How to complete this task: Please retype the listing below without a single change.

Records to process:
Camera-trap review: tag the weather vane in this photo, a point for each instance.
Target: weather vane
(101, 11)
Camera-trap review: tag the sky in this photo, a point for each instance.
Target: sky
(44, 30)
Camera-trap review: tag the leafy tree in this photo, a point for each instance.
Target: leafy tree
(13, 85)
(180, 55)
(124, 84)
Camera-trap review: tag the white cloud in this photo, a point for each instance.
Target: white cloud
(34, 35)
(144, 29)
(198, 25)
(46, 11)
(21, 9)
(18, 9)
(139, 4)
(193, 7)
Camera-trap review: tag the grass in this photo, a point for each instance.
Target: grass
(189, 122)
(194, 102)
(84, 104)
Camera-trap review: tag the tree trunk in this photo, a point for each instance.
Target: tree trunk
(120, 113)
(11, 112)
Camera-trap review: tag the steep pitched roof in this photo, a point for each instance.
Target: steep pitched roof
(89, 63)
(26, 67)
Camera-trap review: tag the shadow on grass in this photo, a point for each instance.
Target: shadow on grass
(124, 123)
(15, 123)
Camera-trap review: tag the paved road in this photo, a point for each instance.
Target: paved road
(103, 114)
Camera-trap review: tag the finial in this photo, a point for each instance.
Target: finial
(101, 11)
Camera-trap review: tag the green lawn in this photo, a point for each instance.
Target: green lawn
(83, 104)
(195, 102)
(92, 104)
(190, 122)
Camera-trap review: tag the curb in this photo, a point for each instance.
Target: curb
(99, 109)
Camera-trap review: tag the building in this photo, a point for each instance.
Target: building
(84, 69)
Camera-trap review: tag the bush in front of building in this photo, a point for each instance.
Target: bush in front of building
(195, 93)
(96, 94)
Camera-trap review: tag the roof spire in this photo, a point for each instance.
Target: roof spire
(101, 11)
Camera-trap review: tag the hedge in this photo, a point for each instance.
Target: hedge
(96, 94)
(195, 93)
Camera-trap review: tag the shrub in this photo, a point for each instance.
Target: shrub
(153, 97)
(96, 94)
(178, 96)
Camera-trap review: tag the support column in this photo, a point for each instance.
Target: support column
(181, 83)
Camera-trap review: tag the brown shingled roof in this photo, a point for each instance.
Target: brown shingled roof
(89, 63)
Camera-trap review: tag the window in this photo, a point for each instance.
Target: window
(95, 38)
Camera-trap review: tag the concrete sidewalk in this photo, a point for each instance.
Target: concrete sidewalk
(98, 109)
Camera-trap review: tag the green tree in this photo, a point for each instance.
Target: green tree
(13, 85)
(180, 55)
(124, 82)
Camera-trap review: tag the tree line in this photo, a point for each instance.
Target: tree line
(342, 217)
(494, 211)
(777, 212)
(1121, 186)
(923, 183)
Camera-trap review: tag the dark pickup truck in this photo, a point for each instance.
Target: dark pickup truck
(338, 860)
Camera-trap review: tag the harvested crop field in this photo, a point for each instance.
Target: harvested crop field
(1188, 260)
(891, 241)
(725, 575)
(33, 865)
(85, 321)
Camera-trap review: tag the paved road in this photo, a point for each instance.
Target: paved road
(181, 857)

Answer to this task:
Camera-trap review: tag the weather vane in this photo, a point for each instance.
Target: weather vane
(101, 11)
Camera-trap review: tag the sky in this photo, a point for each instance.
Target: sky
(44, 30)
Camera-trap review: tag the leafy tree in this photo, a point for each instance.
Target: leafy tree
(13, 85)
(180, 55)
(124, 84)
Camera-trap review: tag the white cloud in this photo, a point for each instance.
Target: white cloud
(34, 35)
(144, 29)
(198, 25)
(46, 11)
(21, 9)
(18, 9)
(139, 4)
(193, 7)
Camera-trap review: tag the grass in this photo, a point for each instance.
Target: grass
(189, 122)
(194, 102)
(84, 104)
Camera-trap review: tag the tree trunk in this photo, a point for each instance.
Target: tree trunk
(120, 113)
(11, 112)
Camera-trap review: tag the steep pitched roof in this photo, a point for each instance.
Target: steep pitched roof
(89, 63)
(26, 67)
Camera-trap review: tag the shadow on grass in this photo, a point for each instance.
Target: shadow on grass
(124, 123)
(15, 123)
Camera-trap review: tag the paved road in this photo, a point for each instance.
Target: paved road
(103, 114)
Camera-trap review: tag the finial in this photo, a point for each instance.
Target: finial
(101, 11)
Camera-trap review: tag the green lawn in this photo, a point for each instance.
Target: green lawn
(83, 104)
(195, 102)
(92, 104)
(190, 122)
Camera-trap review: tag the curb in this photo, a point for each instance.
Target: curb
(99, 109)
Camera-trap review: tag the building in this photo, a point for each instance.
Target: building
(84, 69)
Camera-trap review: tag the bush in front of building in this photo, a point for each instance.
Target: bush in front of building
(195, 93)
(96, 94)
Camera-trap review: tag the roof spire in this photo, a point for each instance.
Target: roof spire
(101, 11)
Camera-trap review: tag the hedge in this photo, a point for each instance.
Target: hedge
(96, 94)
(195, 93)
Camera-trap review: tag the shrub in this photo, a point for each instance.
Target: shrub
(153, 97)
(96, 94)
(178, 96)
Camera-trap review: tag the support column in this photo, a point for each instance.
Target: support column
(181, 83)
Camera-trap review: tag the brown shingled roof in this photo, a point for each instance.
Target: brown shingled roof
(89, 63)
Camera-trap review: tag the window in this photo, a point for each instance.
Target: window
(95, 38)
Camera-trap review: tag the concrete sidewalk in this photo, a point for each instance.
Target: concrete sidewalk
(98, 109)
Camera-trap review: tag the green tree in this photo, a point for each instance.
Target: green tree
(13, 85)
(180, 55)
(124, 82)
Camera-trap review: tag the tree line in this photo, a point for each instance.
Target: tree line
(342, 217)
(494, 211)
(777, 212)
(1121, 186)
(923, 183)
Camera-trap review: tag the dark pickup truck in this photo, a point for each instance.
Target: dark pickup truck
(338, 860)
Camera-trap review: tag the harvested crop field in this photo, a point for each instance.
Target: harvested crop field
(1188, 260)
(891, 241)
(725, 575)
(33, 865)
(85, 321)
Camera-trap review: tag the paved road in this photo, a point for each instance.
Target: paved road
(181, 857)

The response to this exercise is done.